Listed entries below:

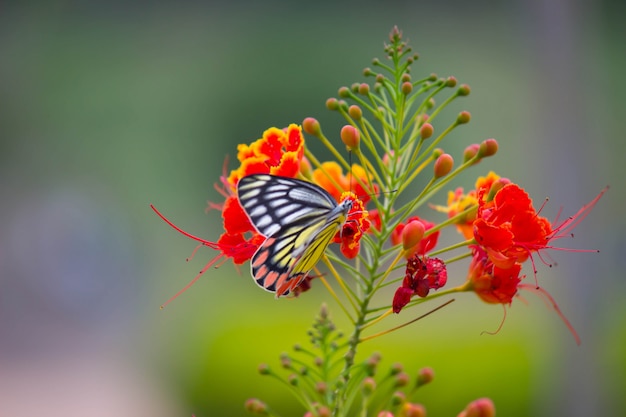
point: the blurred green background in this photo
(108, 106)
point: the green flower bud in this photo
(488, 147)
(407, 87)
(344, 92)
(332, 104)
(355, 112)
(426, 130)
(443, 165)
(350, 136)
(311, 126)
(463, 90)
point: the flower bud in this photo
(402, 379)
(321, 387)
(488, 147)
(285, 360)
(412, 234)
(398, 398)
(463, 117)
(470, 152)
(424, 376)
(443, 165)
(344, 92)
(350, 136)
(311, 126)
(412, 410)
(497, 186)
(406, 88)
(368, 385)
(426, 130)
(463, 90)
(332, 104)
(355, 112)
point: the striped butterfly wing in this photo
(298, 219)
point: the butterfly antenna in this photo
(350, 168)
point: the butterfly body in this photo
(298, 220)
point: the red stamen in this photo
(178, 229)
(550, 302)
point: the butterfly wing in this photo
(299, 220)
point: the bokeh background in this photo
(109, 106)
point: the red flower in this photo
(422, 274)
(491, 283)
(331, 178)
(233, 246)
(497, 285)
(425, 245)
(510, 229)
(353, 229)
(278, 152)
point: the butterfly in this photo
(298, 220)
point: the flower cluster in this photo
(369, 209)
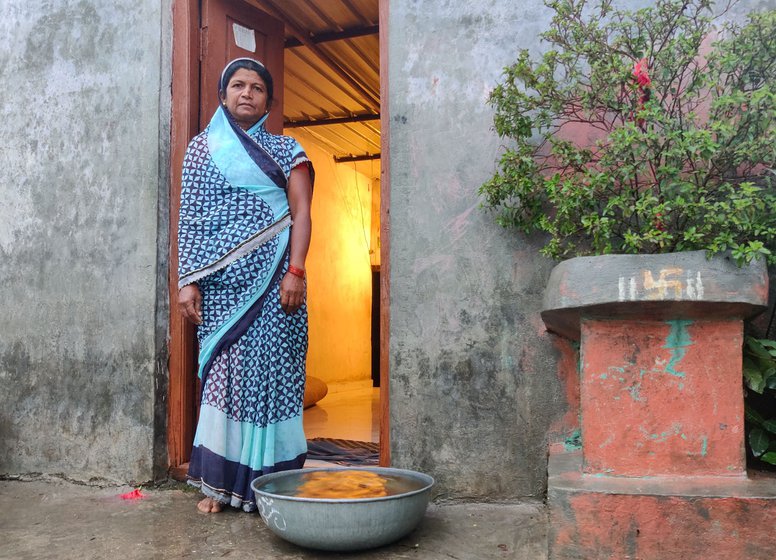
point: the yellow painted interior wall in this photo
(339, 278)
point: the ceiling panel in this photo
(332, 73)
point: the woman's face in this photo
(245, 97)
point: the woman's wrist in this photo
(296, 271)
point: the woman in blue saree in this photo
(243, 237)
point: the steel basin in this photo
(343, 524)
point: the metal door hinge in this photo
(202, 43)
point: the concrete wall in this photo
(84, 120)
(475, 381)
(338, 271)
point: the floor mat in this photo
(343, 451)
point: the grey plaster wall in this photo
(473, 383)
(81, 175)
(474, 377)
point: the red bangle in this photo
(296, 271)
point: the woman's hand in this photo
(190, 303)
(292, 292)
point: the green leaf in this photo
(754, 379)
(758, 441)
(752, 415)
(769, 457)
(770, 425)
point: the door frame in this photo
(184, 125)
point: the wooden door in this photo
(230, 29)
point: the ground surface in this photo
(51, 519)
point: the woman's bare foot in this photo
(209, 505)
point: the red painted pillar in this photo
(662, 397)
(661, 473)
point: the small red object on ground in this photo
(135, 494)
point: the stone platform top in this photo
(683, 285)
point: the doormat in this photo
(343, 451)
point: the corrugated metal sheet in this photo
(332, 72)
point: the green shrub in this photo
(646, 131)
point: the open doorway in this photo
(329, 68)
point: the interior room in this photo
(331, 105)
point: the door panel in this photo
(233, 29)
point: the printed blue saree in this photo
(233, 242)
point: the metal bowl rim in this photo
(427, 479)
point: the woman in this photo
(243, 238)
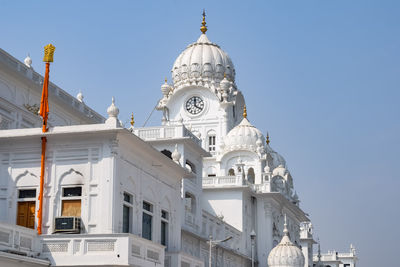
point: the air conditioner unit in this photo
(67, 225)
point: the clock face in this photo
(194, 105)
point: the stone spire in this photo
(113, 112)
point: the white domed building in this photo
(286, 254)
(243, 180)
(219, 200)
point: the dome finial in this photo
(203, 28)
(132, 120)
(285, 230)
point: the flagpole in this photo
(44, 113)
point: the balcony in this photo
(181, 259)
(19, 240)
(24, 245)
(218, 181)
(105, 249)
(165, 132)
(221, 181)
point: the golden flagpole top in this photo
(132, 120)
(49, 53)
(203, 28)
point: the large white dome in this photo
(244, 137)
(202, 63)
(286, 254)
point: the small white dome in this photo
(286, 254)
(202, 61)
(79, 96)
(176, 156)
(165, 88)
(277, 159)
(243, 136)
(28, 61)
(112, 110)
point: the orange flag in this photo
(44, 102)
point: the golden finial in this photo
(48, 53)
(203, 28)
(132, 120)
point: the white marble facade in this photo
(216, 176)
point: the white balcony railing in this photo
(182, 259)
(165, 132)
(222, 181)
(102, 249)
(19, 239)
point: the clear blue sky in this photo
(321, 76)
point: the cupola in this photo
(202, 63)
(244, 137)
(286, 254)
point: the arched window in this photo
(167, 153)
(250, 175)
(190, 203)
(211, 141)
(190, 166)
(211, 172)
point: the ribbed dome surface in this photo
(286, 254)
(244, 136)
(203, 62)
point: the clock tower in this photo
(203, 95)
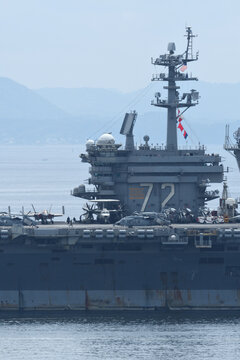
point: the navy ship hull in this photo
(133, 269)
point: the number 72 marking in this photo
(149, 191)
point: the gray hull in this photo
(57, 300)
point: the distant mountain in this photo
(60, 115)
(19, 102)
(218, 102)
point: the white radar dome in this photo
(89, 143)
(230, 201)
(106, 139)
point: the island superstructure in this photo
(151, 178)
(145, 266)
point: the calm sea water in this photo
(122, 336)
(44, 176)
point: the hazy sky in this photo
(109, 43)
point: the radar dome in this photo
(89, 143)
(106, 139)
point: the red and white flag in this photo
(183, 68)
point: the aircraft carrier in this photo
(139, 264)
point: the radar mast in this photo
(176, 65)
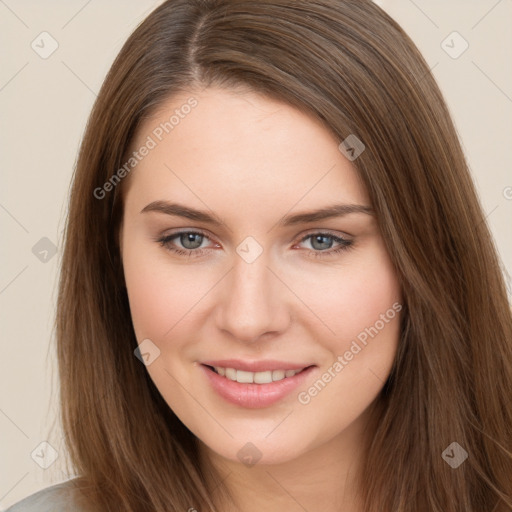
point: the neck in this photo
(326, 477)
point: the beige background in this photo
(44, 107)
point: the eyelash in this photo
(344, 244)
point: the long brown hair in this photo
(347, 63)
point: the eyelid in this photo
(300, 238)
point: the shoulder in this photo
(56, 498)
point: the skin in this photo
(252, 160)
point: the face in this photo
(225, 266)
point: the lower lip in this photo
(255, 396)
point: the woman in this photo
(278, 289)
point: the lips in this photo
(252, 394)
(256, 366)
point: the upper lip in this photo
(256, 366)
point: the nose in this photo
(253, 301)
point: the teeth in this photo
(255, 377)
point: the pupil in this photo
(189, 240)
(321, 239)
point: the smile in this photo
(254, 389)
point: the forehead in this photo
(240, 148)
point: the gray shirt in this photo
(56, 498)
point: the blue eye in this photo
(191, 242)
(320, 240)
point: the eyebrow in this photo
(337, 210)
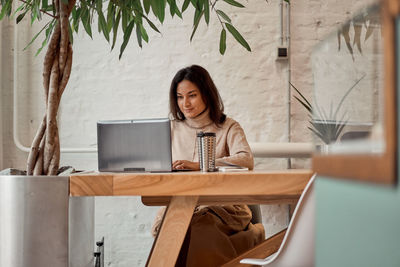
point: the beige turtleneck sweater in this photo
(231, 146)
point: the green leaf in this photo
(110, 15)
(115, 28)
(197, 17)
(33, 16)
(127, 35)
(238, 36)
(234, 3)
(86, 22)
(224, 16)
(144, 33)
(18, 10)
(152, 24)
(20, 17)
(158, 7)
(146, 4)
(206, 11)
(139, 36)
(185, 5)
(45, 4)
(103, 25)
(222, 42)
(125, 19)
(6, 9)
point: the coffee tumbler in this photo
(206, 143)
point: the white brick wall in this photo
(252, 85)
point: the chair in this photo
(298, 245)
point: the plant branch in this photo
(41, 10)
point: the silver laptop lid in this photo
(134, 145)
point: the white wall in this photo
(252, 85)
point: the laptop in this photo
(134, 145)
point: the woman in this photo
(216, 233)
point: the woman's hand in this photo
(185, 165)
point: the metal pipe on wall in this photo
(1, 99)
(289, 77)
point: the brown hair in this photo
(209, 92)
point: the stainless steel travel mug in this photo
(199, 148)
(207, 148)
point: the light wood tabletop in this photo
(183, 191)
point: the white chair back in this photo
(298, 245)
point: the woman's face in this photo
(189, 98)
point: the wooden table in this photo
(184, 190)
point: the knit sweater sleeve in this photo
(238, 148)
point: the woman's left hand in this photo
(185, 165)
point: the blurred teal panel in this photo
(357, 224)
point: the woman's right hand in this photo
(185, 165)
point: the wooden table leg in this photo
(172, 232)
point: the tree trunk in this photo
(44, 157)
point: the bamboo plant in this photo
(67, 17)
(326, 126)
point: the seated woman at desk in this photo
(216, 233)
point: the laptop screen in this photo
(134, 145)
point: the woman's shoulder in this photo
(229, 122)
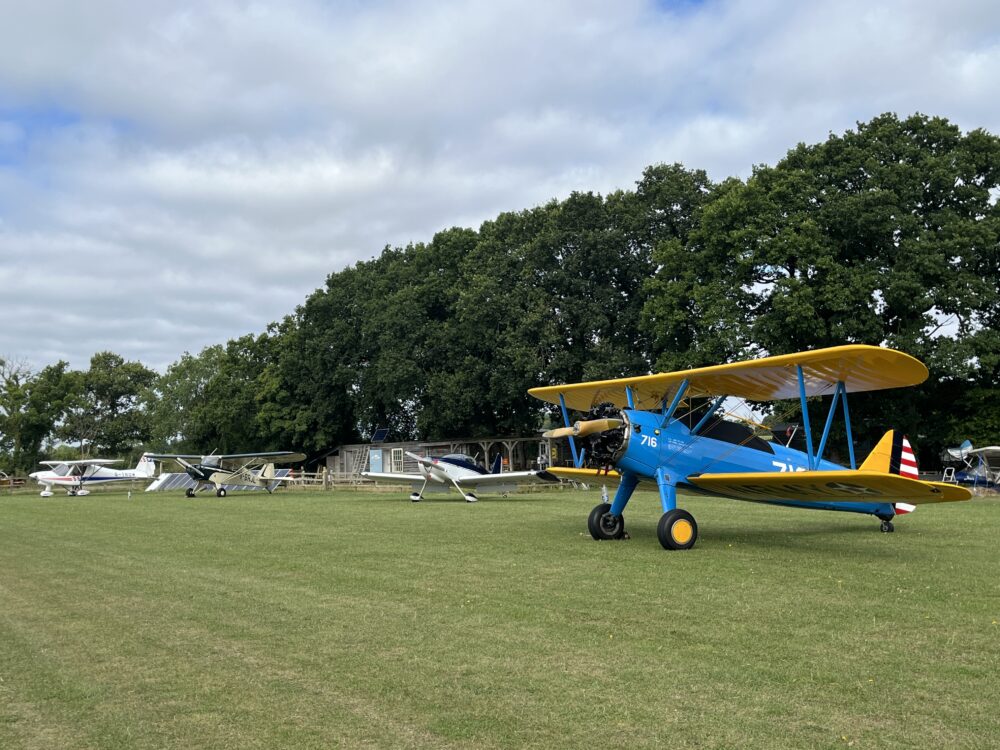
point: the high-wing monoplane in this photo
(77, 475)
(242, 470)
(648, 428)
(463, 473)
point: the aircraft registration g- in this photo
(636, 425)
(463, 473)
(76, 476)
(243, 470)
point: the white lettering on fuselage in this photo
(782, 466)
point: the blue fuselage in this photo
(671, 453)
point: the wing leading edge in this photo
(829, 486)
(859, 367)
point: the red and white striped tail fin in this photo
(894, 455)
(907, 461)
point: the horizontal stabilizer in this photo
(829, 486)
(579, 429)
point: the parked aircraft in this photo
(464, 474)
(240, 469)
(981, 465)
(637, 426)
(75, 476)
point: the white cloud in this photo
(173, 175)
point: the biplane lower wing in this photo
(829, 486)
(584, 475)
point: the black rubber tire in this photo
(603, 526)
(677, 529)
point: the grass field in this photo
(361, 620)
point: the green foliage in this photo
(888, 234)
(106, 414)
(267, 622)
(31, 407)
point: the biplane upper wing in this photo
(859, 367)
(829, 486)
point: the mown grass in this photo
(362, 620)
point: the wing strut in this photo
(577, 458)
(805, 417)
(668, 413)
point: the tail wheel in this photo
(677, 530)
(604, 526)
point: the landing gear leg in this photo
(469, 497)
(417, 496)
(606, 522)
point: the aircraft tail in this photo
(894, 455)
(146, 466)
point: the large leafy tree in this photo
(108, 414)
(884, 235)
(31, 406)
(179, 400)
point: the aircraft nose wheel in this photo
(604, 526)
(677, 530)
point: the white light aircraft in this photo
(464, 474)
(245, 470)
(76, 476)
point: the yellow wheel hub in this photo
(681, 531)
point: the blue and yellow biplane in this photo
(645, 429)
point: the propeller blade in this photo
(584, 428)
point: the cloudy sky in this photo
(176, 174)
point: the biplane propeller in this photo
(636, 427)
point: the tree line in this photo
(888, 234)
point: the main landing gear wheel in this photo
(603, 526)
(677, 530)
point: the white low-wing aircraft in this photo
(464, 474)
(246, 470)
(76, 476)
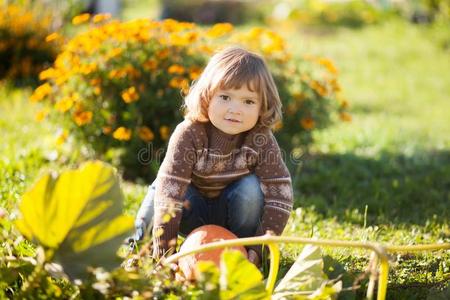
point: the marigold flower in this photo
(107, 130)
(195, 72)
(48, 73)
(41, 115)
(101, 17)
(346, 117)
(122, 134)
(130, 95)
(328, 64)
(41, 92)
(164, 132)
(319, 88)
(307, 123)
(52, 37)
(278, 126)
(344, 104)
(80, 19)
(146, 134)
(82, 118)
(64, 104)
(176, 69)
(162, 54)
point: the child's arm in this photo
(172, 181)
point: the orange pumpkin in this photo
(200, 236)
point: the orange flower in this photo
(62, 137)
(146, 134)
(130, 95)
(40, 115)
(101, 17)
(150, 64)
(80, 19)
(179, 82)
(162, 54)
(346, 117)
(164, 132)
(328, 64)
(82, 117)
(219, 30)
(307, 123)
(48, 73)
(319, 88)
(52, 37)
(41, 92)
(122, 134)
(195, 72)
(176, 69)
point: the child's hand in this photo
(253, 257)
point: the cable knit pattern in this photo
(210, 159)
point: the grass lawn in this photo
(383, 177)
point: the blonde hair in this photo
(230, 68)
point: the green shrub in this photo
(117, 85)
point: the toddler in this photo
(223, 165)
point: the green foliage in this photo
(77, 217)
(24, 52)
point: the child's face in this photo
(234, 110)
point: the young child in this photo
(223, 165)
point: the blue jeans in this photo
(238, 208)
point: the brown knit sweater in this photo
(210, 159)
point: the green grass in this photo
(392, 160)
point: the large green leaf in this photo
(239, 278)
(78, 215)
(306, 279)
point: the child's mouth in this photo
(233, 120)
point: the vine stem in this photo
(271, 241)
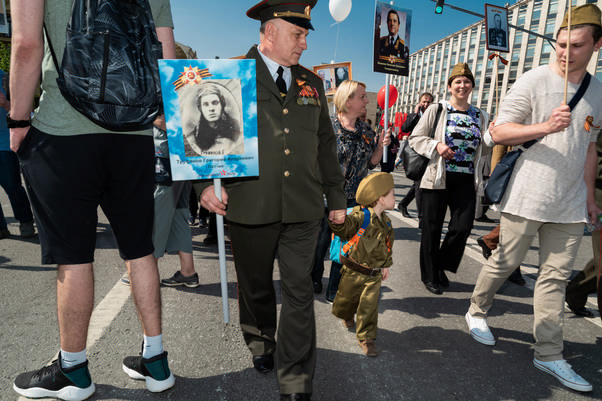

End of Listed entries.

Work to be completed ::
Pictures stay out of this copy. Retype exactly the lines from the one with "point: the young child in this photo" through the last line of the data, both ends included, and nothing more.

Solution to this problem ::
point: the young child in this photo
(223, 165)
point: the blue jeans in this photo
(238, 208)
point: the brown knit sweater in this photo
(210, 159)
point: the green grass in this photo
(392, 160)
point: the large green leaf in this photo
(239, 278)
(78, 215)
(306, 279)
point: the child's mouth in this photo
(233, 120)
point: the vine stem in this photo
(271, 241)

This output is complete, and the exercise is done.